Exercise: With pictures left out, write out exactly every line from the start of the data through the one that contains "201L368 185L314 224L355".

Source records

====

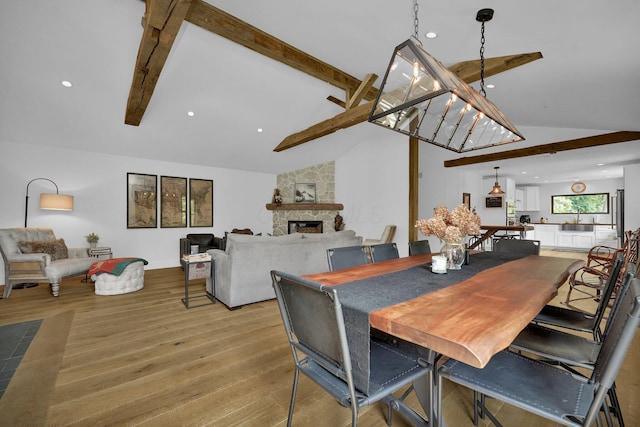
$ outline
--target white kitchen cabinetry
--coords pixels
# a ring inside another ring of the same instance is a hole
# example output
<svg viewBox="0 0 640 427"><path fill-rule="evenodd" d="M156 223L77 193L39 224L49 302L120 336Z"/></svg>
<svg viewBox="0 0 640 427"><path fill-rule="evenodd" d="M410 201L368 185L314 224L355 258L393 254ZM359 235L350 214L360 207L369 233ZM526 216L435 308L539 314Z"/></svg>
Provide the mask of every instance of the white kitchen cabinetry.
<svg viewBox="0 0 640 427"><path fill-rule="evenodd" d="M517 211L540 210L540 187L520 187L515 190Z"/></svg>
<svg viewBox="0 0 640 427"><path fill-rule="evenodd" d="M589 249L593 247L593 232L558 231L556 246L561 248Z"/></svg>
<svg viewBox="0 0 640 427"><path fill-rule="evenodd" d="M594 246L609 246L611 248L618 247L618 237L616 236L615 226L596 225L596 240Z"/></svg>
<svg viewBox="0 0 640 427"><path fill-rule="evenodd" d="M556 246L557 225L534 224L533 235L535 240L540 240L540 246Z"/></svg>
<svg viewBox="0 0 640 427"><path fill-rule="evenodd" d="M540 210L540 187L524 187L525 211Z"/></svg>
<svg viewBox="0 0 640 427"><path fill-rule="evenodd" d="M516 188L516 212L525 211L524 208L524 190Z"/></svg>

====

Response to the exercise:
$ outline
--target white kitchen cabinetry
--coords pixels
# a ring inside another ring of the same instance is a hole
# example output
<svg viewBox="0 0 640 427"><path fill-rule="evenodd" d="M156 223L77 193L39 224L49 302L120 336Z"/></svg>
<svg viewBox="0 0 640 427"><path fill-rule="evenodd" d="M410 201L368 185L314 224L355 258L393 254ZM359 235L350 214L360 207L369 233ZM526 216L435 308L539 314Z"/></svg>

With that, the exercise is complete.